Document extract =>

So, by saving the attributes, I'm trying to disable the fact that sys.stdout.write("\n") will not return the cursor to the leftmost position (because we are in raw mode and we need to do that manually instead – for which I want to avoid).

We end up with this, otherwise:

❯ python -c "import pybamm; print(pybamm.IDAKLUSolver())"
PyBaMM can collect usage data and send it to the PyBaMM team to help us improve the software.
We do not collect any sensitive information such as models, parameters, or simulation results - only information on which parts of the code are being used and how frequently.
This is entirely optional and does not impact the functionality of PyBaMM.
For more information, see https://docs.pybamm.org/en/latest/source/user_guide/index.html#telemetry
Do you want to enable telemetry? (Y/n): n

                                         Telemetry disabled.

The tasks =>
1. In the comment on terminal raw mode, what does sys.stdout.write("\n") fail to do while the terminal is in raw mode?
2. Write out the part of the comment on terminal raw mode that opens with the words containing "We end up with" and closes with "improve the software.".
3. Condense the paragraph of the comment on terminal raw mode that begins "So, by saving the attributes" into one shorter sentence.

Supplied information =>
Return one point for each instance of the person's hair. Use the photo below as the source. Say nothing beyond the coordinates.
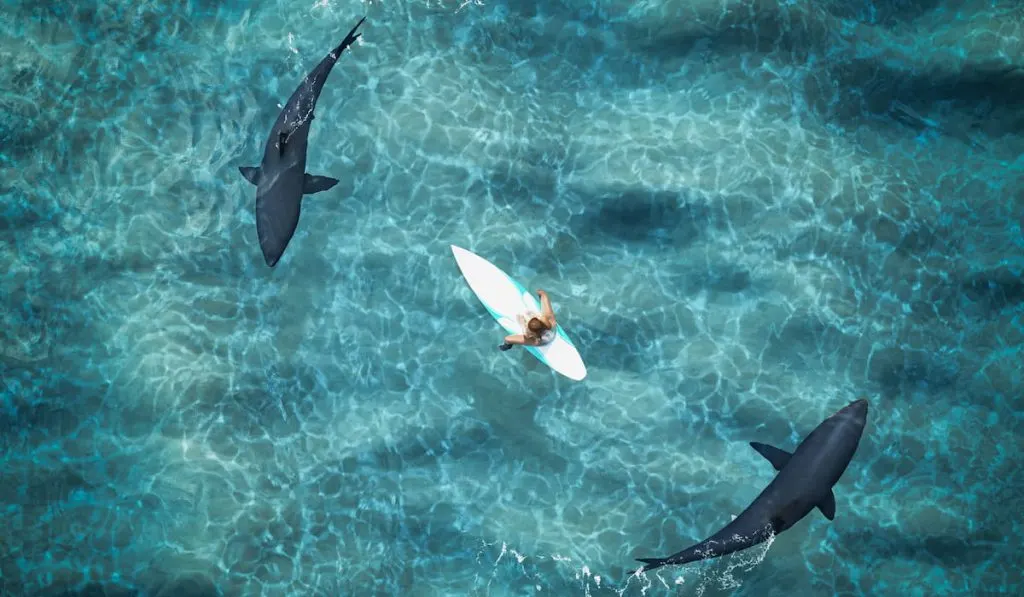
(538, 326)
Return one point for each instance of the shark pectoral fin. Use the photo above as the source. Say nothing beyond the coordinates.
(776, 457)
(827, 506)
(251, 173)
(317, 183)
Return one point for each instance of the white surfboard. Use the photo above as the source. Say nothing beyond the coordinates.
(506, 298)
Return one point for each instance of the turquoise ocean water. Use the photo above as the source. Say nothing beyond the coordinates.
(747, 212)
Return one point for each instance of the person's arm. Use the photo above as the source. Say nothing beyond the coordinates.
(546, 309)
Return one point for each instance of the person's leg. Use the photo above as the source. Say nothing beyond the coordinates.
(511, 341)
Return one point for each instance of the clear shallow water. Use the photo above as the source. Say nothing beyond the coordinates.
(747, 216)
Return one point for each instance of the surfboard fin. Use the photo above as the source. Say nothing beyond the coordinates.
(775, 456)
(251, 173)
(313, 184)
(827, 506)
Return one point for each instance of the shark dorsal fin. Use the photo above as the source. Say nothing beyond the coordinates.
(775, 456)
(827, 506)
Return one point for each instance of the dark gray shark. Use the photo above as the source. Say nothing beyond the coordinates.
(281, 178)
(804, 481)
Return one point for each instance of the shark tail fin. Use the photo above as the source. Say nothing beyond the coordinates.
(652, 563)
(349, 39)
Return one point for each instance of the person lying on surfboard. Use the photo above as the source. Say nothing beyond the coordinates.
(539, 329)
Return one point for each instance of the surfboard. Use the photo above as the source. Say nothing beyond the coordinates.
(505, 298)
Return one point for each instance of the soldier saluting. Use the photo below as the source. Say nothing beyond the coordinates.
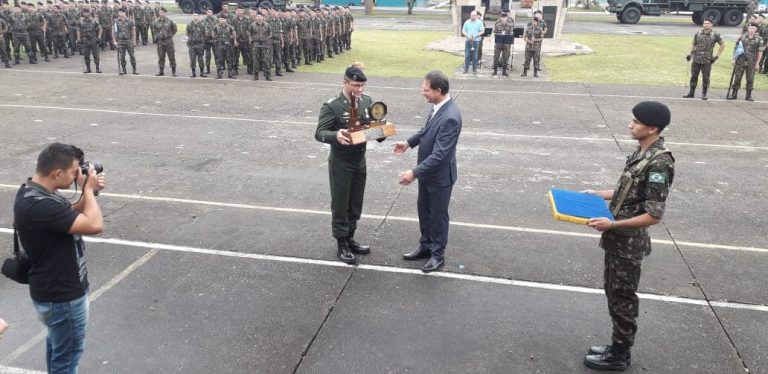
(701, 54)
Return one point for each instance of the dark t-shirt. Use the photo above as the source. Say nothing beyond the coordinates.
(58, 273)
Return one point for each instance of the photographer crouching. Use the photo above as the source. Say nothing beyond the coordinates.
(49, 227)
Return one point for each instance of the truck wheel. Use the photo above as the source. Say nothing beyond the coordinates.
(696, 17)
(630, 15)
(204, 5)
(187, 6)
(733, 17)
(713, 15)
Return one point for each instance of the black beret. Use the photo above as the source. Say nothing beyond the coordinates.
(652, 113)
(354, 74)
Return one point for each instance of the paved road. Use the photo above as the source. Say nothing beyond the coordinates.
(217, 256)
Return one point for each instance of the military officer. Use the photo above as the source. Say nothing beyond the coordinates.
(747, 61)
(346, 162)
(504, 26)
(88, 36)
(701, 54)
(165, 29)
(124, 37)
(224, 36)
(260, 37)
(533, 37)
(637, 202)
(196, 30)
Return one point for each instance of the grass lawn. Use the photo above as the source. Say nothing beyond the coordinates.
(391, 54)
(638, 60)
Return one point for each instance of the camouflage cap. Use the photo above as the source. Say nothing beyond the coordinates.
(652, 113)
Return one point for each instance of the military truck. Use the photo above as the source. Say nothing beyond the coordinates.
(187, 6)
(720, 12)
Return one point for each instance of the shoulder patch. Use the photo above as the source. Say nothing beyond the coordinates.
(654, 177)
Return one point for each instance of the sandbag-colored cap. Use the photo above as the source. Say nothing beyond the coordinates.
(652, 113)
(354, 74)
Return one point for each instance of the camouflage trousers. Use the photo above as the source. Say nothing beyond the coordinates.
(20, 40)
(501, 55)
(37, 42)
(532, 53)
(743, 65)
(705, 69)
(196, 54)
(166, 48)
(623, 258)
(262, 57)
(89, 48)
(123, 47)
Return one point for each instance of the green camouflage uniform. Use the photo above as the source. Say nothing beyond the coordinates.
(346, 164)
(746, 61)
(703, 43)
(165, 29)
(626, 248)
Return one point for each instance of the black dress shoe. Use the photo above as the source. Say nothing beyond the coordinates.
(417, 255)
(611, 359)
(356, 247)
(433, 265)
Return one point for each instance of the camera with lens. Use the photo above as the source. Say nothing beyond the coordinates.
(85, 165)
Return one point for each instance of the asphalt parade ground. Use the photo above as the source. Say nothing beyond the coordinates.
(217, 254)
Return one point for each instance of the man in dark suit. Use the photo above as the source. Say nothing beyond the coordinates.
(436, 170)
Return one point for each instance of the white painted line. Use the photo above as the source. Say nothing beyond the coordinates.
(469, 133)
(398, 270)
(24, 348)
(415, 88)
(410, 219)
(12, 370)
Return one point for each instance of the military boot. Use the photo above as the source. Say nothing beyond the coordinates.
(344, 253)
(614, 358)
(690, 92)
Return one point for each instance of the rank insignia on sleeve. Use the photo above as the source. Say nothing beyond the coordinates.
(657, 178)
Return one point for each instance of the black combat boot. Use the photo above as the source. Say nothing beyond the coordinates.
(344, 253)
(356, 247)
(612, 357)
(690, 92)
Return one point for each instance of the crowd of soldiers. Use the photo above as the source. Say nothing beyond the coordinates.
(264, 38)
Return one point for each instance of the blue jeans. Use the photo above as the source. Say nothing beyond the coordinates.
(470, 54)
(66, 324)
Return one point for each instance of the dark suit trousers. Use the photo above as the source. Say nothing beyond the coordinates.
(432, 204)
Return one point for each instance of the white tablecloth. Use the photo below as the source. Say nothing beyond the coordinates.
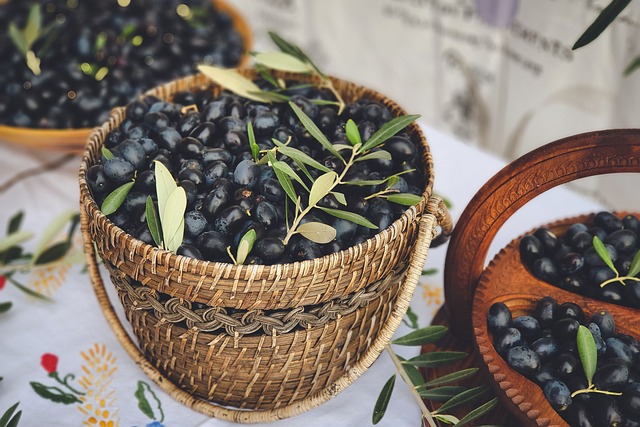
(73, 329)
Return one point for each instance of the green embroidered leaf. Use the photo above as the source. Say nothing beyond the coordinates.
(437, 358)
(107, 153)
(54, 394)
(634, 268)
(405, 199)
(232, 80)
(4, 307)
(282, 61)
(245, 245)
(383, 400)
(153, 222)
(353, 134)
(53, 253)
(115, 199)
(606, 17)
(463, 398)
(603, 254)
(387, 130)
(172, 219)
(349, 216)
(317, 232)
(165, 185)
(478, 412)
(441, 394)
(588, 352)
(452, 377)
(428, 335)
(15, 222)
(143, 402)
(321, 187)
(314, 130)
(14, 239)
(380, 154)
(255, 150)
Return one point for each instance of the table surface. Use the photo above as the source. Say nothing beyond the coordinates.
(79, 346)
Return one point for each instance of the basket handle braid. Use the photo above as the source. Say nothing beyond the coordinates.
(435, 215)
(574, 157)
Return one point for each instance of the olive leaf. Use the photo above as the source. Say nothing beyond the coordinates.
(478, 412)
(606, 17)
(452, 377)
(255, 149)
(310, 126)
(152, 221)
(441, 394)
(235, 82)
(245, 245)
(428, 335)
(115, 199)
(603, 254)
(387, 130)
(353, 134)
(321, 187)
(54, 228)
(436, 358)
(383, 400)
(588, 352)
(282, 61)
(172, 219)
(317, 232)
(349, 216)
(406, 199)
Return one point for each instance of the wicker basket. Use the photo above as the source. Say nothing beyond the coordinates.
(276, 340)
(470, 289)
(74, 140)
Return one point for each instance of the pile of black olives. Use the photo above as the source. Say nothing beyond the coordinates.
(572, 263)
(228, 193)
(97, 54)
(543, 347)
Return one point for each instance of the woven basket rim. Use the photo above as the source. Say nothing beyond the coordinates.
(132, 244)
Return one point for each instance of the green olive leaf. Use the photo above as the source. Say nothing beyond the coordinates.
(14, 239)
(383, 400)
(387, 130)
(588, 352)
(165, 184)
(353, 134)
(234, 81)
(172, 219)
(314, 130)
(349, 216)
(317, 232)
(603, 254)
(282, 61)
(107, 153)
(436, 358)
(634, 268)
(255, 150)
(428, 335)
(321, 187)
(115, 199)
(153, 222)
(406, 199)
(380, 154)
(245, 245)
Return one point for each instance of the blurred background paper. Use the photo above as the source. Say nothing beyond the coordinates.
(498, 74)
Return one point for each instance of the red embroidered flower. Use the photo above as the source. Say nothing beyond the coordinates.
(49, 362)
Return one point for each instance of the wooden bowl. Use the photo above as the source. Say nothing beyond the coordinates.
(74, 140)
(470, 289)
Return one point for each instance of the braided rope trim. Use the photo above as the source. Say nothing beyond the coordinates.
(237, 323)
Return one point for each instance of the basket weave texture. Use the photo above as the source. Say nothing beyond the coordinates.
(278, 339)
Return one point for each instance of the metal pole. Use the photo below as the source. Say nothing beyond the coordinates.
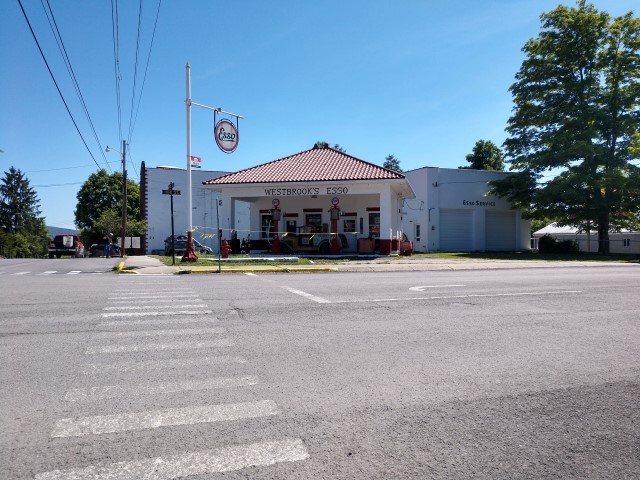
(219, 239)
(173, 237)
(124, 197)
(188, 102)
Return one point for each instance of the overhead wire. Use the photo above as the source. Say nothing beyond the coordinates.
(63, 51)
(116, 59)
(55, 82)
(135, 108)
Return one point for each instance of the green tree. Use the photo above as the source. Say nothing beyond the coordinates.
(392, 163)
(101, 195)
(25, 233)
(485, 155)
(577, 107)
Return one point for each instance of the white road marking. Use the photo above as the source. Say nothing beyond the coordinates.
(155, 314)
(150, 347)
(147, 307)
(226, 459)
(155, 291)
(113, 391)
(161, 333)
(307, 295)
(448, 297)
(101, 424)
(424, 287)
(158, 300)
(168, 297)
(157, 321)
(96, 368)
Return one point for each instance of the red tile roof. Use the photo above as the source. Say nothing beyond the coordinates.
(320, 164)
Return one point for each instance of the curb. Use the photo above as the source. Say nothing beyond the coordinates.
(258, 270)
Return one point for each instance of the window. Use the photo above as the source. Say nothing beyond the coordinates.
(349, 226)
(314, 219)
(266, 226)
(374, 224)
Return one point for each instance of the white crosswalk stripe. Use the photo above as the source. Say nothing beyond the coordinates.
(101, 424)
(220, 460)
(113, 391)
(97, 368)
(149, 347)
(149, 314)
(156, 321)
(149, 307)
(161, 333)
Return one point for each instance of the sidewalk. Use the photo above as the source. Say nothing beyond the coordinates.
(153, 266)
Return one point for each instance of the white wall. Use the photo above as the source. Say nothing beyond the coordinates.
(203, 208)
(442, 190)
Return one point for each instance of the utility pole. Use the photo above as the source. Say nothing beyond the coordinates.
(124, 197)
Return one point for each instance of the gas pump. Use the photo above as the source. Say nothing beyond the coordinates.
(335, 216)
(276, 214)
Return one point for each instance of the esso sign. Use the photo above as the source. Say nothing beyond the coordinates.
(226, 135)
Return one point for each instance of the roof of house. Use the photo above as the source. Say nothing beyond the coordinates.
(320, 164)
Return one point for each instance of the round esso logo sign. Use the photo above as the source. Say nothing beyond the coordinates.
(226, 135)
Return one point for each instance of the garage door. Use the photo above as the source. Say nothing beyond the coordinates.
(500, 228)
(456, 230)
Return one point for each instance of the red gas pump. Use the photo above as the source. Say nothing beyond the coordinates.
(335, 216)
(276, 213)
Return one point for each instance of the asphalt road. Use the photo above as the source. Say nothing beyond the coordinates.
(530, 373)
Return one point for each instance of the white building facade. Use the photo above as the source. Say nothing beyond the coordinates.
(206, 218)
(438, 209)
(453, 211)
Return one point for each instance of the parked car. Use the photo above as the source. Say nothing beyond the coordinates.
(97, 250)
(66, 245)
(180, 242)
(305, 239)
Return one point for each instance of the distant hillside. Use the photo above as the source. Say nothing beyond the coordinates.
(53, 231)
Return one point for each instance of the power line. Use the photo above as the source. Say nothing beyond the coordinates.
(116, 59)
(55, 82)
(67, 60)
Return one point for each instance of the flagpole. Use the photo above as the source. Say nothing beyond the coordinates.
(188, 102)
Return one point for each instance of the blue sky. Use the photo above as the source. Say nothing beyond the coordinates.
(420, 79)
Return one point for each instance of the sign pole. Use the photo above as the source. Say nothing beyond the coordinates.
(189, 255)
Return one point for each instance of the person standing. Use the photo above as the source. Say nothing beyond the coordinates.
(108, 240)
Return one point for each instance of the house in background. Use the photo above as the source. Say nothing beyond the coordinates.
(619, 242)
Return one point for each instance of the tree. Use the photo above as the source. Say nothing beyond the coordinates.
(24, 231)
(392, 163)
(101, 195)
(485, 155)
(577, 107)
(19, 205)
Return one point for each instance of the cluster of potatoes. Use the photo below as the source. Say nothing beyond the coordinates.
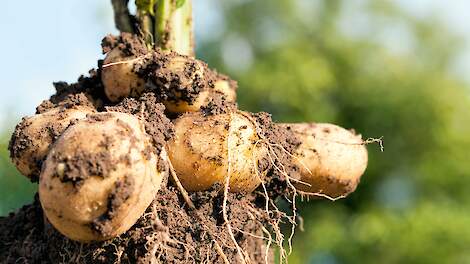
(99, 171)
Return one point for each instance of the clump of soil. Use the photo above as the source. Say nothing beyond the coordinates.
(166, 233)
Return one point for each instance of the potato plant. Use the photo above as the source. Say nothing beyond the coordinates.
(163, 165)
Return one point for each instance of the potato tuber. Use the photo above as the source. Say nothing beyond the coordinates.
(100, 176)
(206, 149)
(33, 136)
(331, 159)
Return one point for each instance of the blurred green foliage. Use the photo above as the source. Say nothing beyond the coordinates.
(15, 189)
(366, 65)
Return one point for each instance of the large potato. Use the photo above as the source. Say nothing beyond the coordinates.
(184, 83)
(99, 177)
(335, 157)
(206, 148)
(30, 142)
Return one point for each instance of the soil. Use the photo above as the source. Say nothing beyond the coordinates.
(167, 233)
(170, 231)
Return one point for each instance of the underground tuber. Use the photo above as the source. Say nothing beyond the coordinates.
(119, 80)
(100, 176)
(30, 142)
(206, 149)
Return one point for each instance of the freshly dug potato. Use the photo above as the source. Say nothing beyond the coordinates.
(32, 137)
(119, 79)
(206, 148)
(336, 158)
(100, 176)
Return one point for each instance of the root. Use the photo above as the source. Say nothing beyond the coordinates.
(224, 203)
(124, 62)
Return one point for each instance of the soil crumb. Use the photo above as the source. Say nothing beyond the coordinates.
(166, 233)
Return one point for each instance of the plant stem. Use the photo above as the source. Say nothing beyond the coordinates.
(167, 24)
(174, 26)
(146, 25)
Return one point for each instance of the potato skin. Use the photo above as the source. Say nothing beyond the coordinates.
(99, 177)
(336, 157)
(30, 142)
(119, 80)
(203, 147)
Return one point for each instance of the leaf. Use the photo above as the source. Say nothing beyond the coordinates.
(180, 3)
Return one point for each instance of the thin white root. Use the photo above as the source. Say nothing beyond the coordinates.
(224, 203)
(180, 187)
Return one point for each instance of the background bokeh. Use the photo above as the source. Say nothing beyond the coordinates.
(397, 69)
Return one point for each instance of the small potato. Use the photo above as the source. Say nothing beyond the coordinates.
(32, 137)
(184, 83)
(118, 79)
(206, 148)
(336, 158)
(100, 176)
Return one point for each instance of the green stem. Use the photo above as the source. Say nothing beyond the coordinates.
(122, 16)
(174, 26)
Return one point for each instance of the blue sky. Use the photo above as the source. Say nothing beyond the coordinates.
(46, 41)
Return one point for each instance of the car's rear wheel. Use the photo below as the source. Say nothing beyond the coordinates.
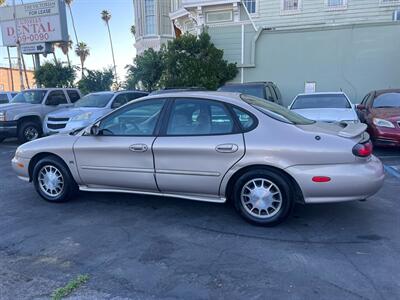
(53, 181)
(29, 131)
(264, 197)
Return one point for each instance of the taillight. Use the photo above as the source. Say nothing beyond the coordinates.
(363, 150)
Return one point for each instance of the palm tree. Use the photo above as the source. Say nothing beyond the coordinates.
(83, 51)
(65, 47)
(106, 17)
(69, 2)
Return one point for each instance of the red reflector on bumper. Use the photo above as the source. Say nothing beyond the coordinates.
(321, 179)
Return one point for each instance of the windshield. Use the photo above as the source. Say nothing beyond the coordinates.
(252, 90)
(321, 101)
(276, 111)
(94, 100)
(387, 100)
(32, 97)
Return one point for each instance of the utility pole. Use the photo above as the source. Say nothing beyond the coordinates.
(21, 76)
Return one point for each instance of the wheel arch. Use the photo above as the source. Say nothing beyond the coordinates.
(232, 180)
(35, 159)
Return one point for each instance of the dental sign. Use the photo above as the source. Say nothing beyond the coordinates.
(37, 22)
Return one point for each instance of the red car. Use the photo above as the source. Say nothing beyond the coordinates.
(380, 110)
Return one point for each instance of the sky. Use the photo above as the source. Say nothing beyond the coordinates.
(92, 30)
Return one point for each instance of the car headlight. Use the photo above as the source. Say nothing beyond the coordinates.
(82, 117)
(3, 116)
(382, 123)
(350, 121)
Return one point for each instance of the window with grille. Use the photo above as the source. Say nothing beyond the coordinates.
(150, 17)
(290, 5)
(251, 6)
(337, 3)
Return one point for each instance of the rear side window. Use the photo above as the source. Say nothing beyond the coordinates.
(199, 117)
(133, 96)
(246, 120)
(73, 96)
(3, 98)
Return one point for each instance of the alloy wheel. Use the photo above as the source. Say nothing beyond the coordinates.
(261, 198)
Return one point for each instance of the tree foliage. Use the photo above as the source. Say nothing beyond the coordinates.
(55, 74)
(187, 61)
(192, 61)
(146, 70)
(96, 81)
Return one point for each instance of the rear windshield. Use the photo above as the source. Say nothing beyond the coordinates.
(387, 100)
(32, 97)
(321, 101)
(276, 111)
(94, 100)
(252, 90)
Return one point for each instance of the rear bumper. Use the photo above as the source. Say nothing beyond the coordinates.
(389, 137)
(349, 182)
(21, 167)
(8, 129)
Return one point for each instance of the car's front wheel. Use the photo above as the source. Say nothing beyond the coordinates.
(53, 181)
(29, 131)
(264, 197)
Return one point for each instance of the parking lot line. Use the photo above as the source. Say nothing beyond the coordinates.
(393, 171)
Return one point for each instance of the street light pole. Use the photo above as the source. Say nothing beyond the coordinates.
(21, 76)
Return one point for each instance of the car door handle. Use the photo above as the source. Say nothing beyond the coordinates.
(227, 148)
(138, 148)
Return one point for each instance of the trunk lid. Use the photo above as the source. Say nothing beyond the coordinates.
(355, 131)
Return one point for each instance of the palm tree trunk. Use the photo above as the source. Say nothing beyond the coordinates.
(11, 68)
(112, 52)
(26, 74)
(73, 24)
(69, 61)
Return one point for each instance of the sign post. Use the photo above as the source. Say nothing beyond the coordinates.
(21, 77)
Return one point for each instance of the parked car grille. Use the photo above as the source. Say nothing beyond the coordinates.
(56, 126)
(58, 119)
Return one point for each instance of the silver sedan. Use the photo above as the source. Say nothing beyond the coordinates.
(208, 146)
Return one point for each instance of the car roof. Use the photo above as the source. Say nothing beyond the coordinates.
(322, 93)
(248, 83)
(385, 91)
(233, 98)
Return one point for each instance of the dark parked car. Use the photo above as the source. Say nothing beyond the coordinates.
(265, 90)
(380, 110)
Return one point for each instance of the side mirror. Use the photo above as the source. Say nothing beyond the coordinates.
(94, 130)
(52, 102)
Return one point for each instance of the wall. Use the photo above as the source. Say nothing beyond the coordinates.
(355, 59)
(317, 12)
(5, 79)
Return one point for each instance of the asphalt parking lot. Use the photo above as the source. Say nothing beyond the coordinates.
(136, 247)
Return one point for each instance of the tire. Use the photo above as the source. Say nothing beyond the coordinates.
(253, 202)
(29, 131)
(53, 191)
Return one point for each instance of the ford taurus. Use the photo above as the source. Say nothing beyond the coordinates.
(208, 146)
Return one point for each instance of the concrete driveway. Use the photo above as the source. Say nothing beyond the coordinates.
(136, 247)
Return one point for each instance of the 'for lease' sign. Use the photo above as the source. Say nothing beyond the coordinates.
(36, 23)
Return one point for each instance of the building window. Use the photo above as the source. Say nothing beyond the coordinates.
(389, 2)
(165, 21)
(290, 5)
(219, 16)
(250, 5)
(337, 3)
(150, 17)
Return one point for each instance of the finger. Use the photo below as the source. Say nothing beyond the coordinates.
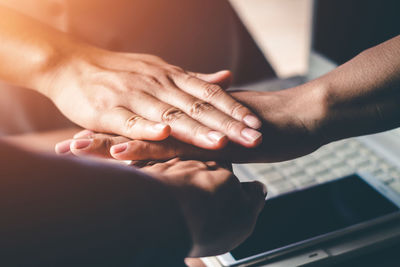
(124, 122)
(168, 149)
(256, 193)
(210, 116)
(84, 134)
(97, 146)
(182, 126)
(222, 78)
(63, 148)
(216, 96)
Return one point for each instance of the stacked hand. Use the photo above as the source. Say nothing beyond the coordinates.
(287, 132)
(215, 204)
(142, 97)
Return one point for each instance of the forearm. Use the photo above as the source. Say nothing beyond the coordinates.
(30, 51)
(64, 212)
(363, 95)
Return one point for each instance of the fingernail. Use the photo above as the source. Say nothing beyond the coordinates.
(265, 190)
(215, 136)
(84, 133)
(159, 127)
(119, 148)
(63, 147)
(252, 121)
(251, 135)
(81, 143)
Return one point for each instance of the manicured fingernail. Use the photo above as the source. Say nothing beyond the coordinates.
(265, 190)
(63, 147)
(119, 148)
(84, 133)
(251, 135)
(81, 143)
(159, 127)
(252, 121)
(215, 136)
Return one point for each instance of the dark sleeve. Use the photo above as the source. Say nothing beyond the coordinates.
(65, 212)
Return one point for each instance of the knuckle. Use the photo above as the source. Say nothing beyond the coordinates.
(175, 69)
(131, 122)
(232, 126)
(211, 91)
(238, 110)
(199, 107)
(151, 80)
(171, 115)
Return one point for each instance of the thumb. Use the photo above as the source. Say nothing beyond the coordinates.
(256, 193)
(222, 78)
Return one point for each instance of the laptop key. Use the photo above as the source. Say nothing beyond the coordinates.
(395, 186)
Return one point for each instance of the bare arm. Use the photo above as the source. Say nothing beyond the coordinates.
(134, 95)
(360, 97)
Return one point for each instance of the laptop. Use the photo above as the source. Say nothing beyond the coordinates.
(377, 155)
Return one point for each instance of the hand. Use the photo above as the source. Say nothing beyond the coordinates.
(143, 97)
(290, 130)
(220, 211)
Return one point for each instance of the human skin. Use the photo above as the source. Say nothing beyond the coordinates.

Task-by-task results =>
1. It does not return the cursor to the leftmost position.

2.
We end up with this, otherwise:

❯ python -c "import pybamm; print(pybamm.IDAKLUSolver())"
PyBaMM can collect usage data and send it to the PyBaMM team to help us improve the software.

3. Saving the attributes is meant to stop sys.stdout.write("\n") from leaving the cursor away from the leftmost position, because raw mode otherwise requires moving it back manually, which the writer wants to avoid.